Exercise description:
Beginning with the line that contains "Target: window sill", transcribe every line down to the end of the entries, exactly, and no other lines.

Study material:

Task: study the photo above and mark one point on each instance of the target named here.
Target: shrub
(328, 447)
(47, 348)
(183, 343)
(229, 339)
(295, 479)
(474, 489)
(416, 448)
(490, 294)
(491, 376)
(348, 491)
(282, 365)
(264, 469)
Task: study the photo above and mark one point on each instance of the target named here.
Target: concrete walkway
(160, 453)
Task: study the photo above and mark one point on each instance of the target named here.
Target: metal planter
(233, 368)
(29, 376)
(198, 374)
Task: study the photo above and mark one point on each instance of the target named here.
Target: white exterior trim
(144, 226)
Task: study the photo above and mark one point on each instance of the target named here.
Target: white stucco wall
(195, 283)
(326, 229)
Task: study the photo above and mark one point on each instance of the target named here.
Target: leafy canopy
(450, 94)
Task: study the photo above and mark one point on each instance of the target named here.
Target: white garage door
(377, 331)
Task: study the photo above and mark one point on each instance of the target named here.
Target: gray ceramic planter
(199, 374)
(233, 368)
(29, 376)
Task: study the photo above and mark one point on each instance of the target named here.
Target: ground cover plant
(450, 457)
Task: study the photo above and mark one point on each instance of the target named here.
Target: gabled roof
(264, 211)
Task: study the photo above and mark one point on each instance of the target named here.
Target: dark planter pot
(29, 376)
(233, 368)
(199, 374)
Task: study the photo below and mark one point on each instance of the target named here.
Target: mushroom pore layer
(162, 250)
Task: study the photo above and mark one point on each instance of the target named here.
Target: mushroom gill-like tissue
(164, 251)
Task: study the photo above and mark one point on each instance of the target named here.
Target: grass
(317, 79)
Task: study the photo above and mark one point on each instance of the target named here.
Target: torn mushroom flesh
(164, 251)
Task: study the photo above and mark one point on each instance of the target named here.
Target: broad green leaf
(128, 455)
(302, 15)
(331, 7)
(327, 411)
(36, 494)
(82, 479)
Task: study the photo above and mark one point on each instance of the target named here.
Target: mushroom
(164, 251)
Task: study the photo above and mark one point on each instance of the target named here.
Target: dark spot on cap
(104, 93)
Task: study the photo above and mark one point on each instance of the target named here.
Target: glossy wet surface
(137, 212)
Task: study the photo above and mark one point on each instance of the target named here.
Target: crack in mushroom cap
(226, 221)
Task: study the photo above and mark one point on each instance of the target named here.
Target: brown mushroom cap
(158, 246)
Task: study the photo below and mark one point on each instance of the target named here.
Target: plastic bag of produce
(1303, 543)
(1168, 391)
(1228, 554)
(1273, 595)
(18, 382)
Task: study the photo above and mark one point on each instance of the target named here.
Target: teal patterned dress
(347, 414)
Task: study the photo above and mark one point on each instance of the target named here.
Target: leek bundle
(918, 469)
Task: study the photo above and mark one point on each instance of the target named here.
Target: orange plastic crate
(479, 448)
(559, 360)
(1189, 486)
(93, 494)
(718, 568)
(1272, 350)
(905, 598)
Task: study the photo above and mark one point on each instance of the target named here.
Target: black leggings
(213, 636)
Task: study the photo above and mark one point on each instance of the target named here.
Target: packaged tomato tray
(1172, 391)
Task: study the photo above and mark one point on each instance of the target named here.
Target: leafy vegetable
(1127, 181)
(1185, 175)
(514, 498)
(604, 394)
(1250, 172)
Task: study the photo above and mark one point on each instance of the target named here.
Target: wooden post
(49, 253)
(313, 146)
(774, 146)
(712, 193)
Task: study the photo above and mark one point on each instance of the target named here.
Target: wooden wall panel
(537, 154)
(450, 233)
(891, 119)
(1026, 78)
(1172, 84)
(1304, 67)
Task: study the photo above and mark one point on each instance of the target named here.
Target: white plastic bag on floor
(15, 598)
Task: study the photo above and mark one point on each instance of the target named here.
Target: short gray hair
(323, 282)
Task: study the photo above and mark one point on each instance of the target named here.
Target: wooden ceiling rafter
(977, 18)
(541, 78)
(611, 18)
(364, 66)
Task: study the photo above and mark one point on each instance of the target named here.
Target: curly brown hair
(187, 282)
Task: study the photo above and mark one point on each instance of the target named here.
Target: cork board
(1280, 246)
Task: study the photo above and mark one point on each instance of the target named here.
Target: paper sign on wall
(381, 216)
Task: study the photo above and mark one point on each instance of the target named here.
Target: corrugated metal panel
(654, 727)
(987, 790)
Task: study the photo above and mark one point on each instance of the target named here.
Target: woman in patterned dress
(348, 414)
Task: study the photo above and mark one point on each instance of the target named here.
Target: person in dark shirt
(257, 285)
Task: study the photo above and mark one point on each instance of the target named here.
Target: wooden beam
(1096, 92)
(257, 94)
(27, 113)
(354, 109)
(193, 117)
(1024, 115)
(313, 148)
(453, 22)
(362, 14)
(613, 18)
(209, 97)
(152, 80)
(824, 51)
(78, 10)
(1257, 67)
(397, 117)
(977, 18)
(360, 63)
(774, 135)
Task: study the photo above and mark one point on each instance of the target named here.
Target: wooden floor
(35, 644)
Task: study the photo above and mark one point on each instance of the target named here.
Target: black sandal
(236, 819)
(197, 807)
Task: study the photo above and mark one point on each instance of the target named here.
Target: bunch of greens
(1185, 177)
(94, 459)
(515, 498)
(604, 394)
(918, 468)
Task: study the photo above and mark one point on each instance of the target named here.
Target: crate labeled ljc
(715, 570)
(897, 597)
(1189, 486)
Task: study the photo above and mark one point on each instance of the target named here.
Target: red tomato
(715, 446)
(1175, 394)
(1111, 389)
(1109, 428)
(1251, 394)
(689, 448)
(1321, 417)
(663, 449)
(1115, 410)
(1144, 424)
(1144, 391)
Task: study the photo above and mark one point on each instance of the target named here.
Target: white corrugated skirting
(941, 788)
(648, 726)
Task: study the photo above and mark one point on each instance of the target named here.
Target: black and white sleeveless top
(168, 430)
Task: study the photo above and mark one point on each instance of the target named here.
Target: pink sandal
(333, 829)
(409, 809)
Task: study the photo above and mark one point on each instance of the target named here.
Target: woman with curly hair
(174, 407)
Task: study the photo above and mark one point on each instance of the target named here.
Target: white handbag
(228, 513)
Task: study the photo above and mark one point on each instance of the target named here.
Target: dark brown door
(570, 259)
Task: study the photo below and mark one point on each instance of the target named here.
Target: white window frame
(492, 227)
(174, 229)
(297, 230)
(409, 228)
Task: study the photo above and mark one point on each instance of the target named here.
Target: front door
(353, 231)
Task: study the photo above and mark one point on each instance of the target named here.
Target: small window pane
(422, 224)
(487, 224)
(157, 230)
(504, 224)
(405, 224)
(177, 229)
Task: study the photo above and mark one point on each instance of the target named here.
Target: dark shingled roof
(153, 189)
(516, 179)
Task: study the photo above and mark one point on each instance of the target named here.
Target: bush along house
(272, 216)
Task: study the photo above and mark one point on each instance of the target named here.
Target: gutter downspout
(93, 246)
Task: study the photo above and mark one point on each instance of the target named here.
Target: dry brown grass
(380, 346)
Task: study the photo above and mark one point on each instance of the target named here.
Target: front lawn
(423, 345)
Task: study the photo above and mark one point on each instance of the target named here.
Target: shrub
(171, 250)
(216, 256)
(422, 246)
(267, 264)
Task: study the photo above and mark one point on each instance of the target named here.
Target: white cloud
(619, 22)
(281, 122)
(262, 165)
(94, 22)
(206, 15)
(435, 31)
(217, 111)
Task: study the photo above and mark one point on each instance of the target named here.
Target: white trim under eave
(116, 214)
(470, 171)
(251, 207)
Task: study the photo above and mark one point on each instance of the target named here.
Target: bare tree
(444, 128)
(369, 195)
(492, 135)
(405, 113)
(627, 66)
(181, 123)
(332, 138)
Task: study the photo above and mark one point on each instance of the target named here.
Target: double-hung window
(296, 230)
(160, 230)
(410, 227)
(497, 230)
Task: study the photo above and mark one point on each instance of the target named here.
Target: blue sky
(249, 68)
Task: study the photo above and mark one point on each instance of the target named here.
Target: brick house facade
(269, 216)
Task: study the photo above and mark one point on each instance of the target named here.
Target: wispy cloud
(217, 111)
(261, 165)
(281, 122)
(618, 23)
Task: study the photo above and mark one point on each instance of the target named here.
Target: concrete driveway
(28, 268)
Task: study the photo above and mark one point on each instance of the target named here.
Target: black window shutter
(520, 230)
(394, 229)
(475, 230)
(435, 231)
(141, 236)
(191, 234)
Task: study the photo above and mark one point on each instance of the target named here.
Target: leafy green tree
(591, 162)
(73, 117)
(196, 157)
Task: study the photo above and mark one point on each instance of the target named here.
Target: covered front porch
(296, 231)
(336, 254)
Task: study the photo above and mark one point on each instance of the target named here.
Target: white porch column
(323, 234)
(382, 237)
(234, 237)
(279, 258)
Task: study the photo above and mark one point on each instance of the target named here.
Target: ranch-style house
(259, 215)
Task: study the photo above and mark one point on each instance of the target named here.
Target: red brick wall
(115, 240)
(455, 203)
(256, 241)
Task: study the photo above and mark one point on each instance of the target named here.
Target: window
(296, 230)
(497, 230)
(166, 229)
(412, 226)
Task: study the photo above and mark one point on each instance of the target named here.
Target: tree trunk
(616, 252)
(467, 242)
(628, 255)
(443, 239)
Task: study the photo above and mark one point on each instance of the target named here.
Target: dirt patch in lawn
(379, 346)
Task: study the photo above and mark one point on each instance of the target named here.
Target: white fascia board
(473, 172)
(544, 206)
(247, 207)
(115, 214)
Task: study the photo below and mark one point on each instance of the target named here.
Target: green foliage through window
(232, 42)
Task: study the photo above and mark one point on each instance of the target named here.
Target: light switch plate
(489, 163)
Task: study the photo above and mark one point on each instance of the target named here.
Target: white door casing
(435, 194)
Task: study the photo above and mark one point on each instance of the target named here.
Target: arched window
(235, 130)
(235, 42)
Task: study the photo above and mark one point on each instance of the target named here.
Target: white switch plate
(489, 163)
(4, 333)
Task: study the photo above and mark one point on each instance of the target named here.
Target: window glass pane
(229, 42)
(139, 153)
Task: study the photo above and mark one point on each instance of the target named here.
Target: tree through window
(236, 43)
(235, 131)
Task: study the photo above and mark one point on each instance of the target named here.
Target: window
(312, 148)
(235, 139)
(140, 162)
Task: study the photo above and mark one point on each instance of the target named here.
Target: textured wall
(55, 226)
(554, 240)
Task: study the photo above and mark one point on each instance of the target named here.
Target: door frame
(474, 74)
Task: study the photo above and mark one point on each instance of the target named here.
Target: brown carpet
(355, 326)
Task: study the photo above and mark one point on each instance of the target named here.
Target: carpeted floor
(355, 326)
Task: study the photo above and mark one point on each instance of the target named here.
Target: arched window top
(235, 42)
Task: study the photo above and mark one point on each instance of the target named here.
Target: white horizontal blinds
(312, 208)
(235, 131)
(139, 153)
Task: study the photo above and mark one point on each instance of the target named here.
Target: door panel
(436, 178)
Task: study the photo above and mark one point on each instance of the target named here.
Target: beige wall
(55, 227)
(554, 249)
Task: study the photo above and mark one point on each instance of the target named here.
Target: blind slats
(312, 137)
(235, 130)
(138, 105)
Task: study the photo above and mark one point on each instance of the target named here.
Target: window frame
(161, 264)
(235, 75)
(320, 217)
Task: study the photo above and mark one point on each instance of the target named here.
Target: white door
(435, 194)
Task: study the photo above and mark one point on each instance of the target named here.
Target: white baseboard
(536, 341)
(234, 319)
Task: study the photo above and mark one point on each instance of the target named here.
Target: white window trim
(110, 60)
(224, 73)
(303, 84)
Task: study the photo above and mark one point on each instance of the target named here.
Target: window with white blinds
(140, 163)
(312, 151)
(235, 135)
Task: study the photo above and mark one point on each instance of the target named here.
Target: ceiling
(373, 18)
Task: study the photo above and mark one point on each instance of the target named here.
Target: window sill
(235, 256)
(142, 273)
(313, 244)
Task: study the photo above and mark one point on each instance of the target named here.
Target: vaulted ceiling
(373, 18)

Answer for the task:
Target: window sill
(235, 256)
(142, 273)
(313, 244)
Task: study the photo above and mark one point on each instance of the target named here.
Target: vaulted ceiling
(373, 18)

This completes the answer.